─── Exercise inputs ───

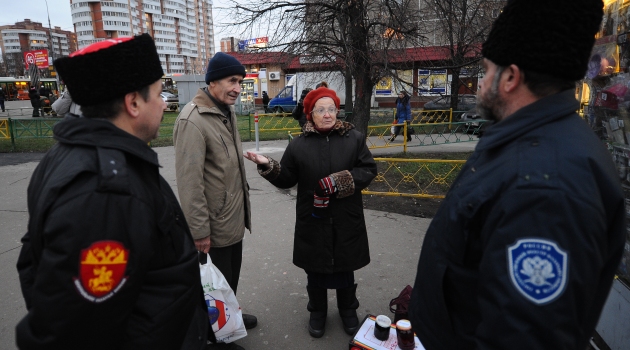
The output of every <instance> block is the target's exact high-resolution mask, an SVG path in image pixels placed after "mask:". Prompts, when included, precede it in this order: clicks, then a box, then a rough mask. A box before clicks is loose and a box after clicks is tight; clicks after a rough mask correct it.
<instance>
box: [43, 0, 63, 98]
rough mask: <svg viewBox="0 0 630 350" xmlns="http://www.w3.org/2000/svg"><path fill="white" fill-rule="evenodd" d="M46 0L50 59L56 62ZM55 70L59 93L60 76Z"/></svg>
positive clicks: (46, 8)
mask: <svg viewBox="0 0 630 350" xmlns="http://www.w3.org/2000/svg"><path fill="white" fill-rule="evenodd" d="M44 1H45V2H46V14H47V15H48V37H49V41H50V60H51V61H52V62H55V48H54V46H53V40H52V27H51V25H50V12H48V0H44ZM48 70H49V71H50V68H48ZM53 72H55V80H56V81H57V91H58V93H60V92H61V91H60V90H61V87H60V86H59V76H58V75H57V72H56V71H55V70H54V67H53Z"/></svg>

───

Please restate the entries word for word. Skip the pictures.

_Written answer_
The output of every <instance> block is the target's exact high-resolution mask, an SVG path in image pixels placed after "mask:". Prompts, when included, precede it in this order: clicks, then a box, then a rough mask. A box before clicks is loose and a box after clicks is tight; clicks after a rough mask correct it.
<instance>
box: [43, 0, 63, 98]
rough mask: <svg viewBox="0 0 630 350" xmlns="http://www.w3.org/2000/svg"><path fill="white" fill-rule="evenodd" d="M46 0L50 59L56 62ZM55 70L59 93L60 76Z"/></svg>
positive clicks: (46, 8)
mask: <svg viewBox="0 0 630 350" xmlns="http://www.w3.org/2000/svg"><path fill="white" fill-rule="evenodd" d="M44 1H45V2H46V14H47V15H48V37H49V41H50V60H51V61H52V62H55V48H54V46H53V40H52V27H51V25H50V12H48V0H44ZM48 70H49V71H50V68H48ZM53 72H55V80H56V81H57V91H58V93H60V92H61V91H60V90H61V87H60V86H59V76H58V75H57V72H56V71H55V70H54V67H53Z"/></svg>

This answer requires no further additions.